- [GIVEN REQUEST]
Repeat the data below exactly, dropping any pictures it holds.

- [Excerpts from point annotation data]

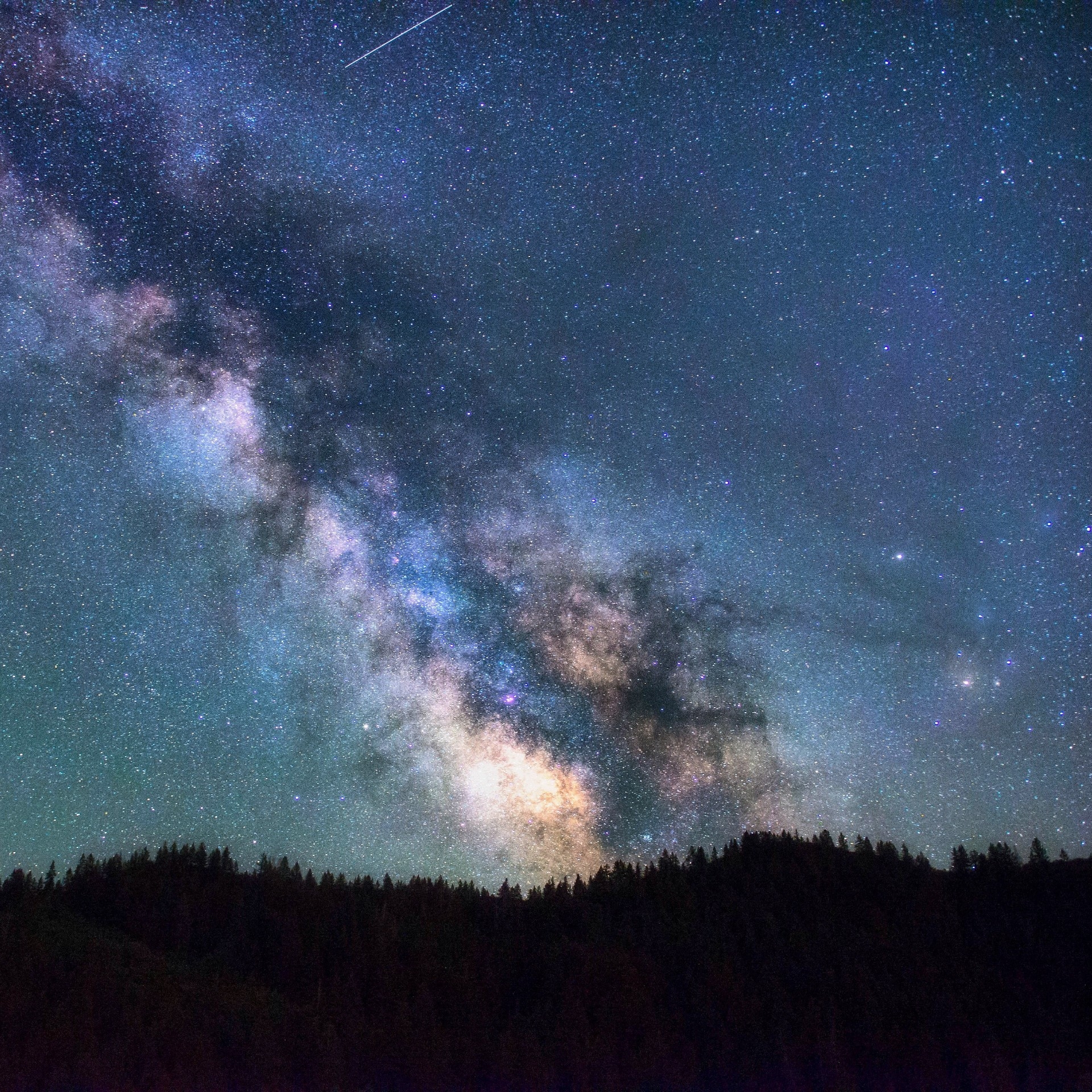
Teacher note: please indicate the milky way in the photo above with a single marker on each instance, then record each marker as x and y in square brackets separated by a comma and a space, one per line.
[564, 435]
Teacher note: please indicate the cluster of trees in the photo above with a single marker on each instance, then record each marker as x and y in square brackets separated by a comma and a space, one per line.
[779, 962]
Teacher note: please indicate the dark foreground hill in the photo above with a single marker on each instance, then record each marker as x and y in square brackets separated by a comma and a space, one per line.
[780, 963]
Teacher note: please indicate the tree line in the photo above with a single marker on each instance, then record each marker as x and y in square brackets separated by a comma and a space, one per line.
[776, 962]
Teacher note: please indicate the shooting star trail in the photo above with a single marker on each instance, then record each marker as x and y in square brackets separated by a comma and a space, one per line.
[396, 36]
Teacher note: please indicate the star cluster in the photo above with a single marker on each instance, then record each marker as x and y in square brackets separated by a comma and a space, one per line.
[567, 433]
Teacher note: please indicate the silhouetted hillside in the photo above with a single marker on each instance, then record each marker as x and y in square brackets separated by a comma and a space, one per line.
[778, 963]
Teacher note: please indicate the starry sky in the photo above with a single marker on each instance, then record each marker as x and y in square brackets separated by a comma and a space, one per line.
[572, 432]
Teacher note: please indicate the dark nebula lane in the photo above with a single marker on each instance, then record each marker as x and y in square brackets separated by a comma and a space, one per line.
[565, 434]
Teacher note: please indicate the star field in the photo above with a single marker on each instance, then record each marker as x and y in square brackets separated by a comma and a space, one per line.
[564, 434]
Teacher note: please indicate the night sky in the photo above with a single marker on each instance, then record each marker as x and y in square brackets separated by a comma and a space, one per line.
[567, 433]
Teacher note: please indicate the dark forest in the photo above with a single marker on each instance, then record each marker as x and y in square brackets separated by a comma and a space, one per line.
[778, 962]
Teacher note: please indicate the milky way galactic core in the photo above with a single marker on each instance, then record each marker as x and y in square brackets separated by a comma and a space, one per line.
[570, 432]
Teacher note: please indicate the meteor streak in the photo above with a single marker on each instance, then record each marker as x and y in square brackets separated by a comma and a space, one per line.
[396, 36]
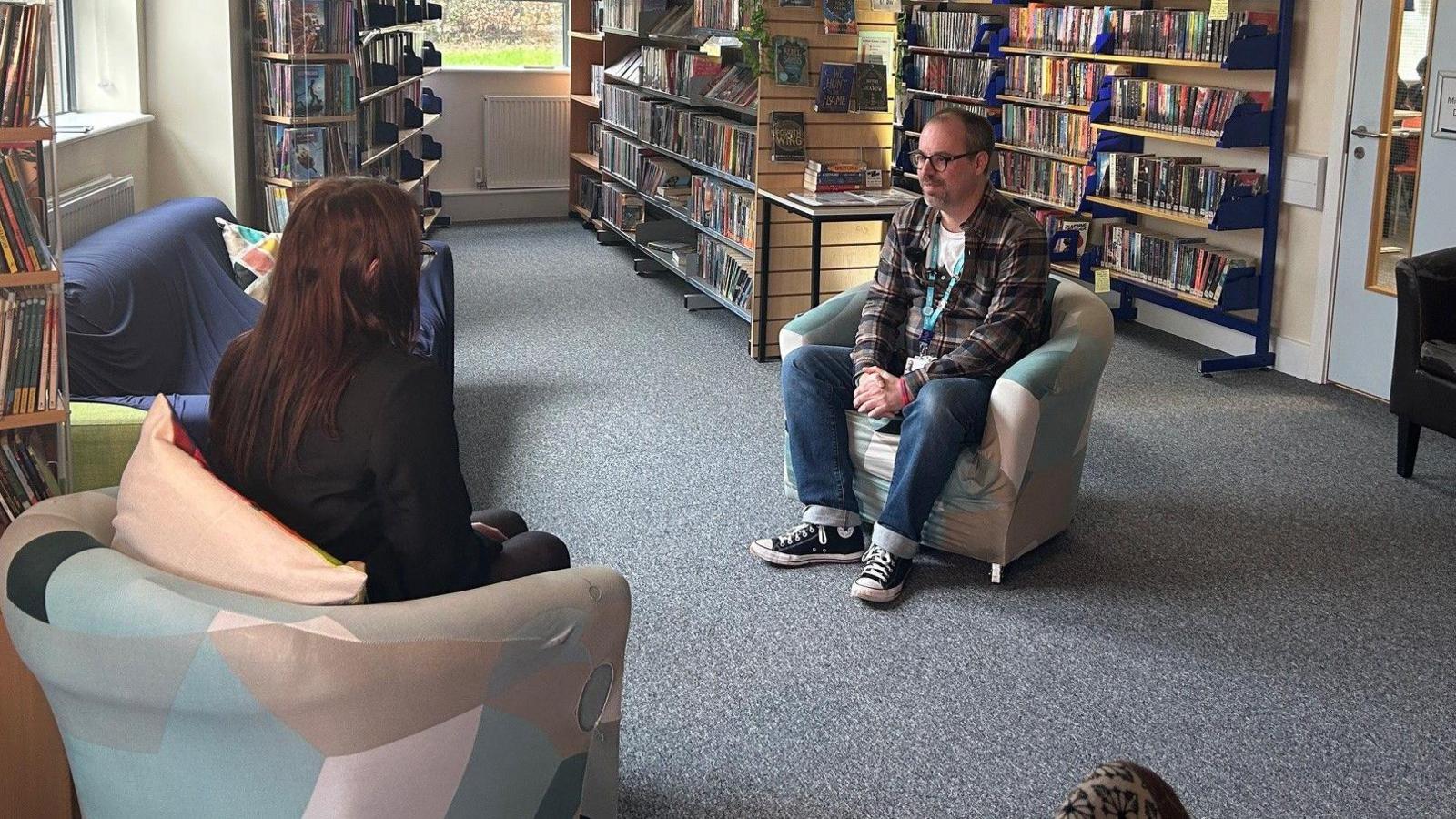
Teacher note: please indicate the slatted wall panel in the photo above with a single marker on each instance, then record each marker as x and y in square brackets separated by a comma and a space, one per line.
[851, 249]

- [EXERCISE OUTPUT]
Teacher note: please indicate the milky way in the photo above with a single marker on each instance, then record each marker as x and y in square brackets separated by a comma and a space, one per line.
[564, 435]
Teacher note: please indicate the cluster of trees in the photo above with a single marker on each instance, then record each marker as x and y in square brackets separated by a comma and a space, one per line.
[779, 962]
Teacher note: please indicate the dark foreground hill in the photo above with a single marker on each instance, then record each marker as x and y in square brackets separated by a comma and a space, one per line.
[780, 963]
Teacher note: please indicate the tree line in the photo above with a single marker on each instance, then record each marker as x and y in square brackets separated by a comma and a space, one per line.
[776, 962]
Teacher note: please indicate the shooting star trail in the photo above with a single marker on each instance, then record each marker as x and y in square brackets separated by a comma and a space, one per line.
[396, 36]
Teacher note: please indicate the star cluster in the photo above with a single marker on each instance, then record each marker as x and y in square brackets separated by a comma and a space, one per line.
[567, 433]
Teacher note: please indicate the silhouetted hillside in the photo above with a single marker on each instance, then record each marker as x and y in square brackets separated by a comma and a space, one per line.
[778, 963]
Teacher note: please indicate the starry sky in the photo above with a single marker on each instance, then record each marker as x and y in square brackets separated by a comma and a space, one per line.
[572, 432]
Teacher note: please indicate the dark nebula lane in the photo above with a single marker on each instance, then record each marker as x and y in square brackets separated by a comma and a space, one per line.
[565, 434]
Teacher note: please indicate the star field in the photo above with a single marker on each instance, then record each marker as x and y in square brackets separated by a comma and a space, one per line.
[564, 434]
Teacher note: please indicate the night sky in the photo above with a single marker on each instance, then record each marker as x and y in square brackets separated by a comma and a space, one per line.
[567, 433]
Teacher note: please indicate the dark forest in the photo above with a single marker on each instance, then record each marker as x and y in square brackets separated by a comma and a space, one per line.
[778, 962]
Teacher note: please indicate the milky way galactic core in the photo above with a single marker on each instance, then record each marker as x and y in square brackets separated by a comma and a space, one per line.
[570, 432]
Teacher note: please indicate the meteor streak in the photo above with a single marker on each instance, then record each marker as x and y in square brackets separated by a comma and a space, one per line.
[396, 36]
Teacher note: please indicate the slatted wall panel in the photo above with a single marker on each instance, then record each marker as x and y in square brackets separated by a comma and a space, one per line.
[851, 249]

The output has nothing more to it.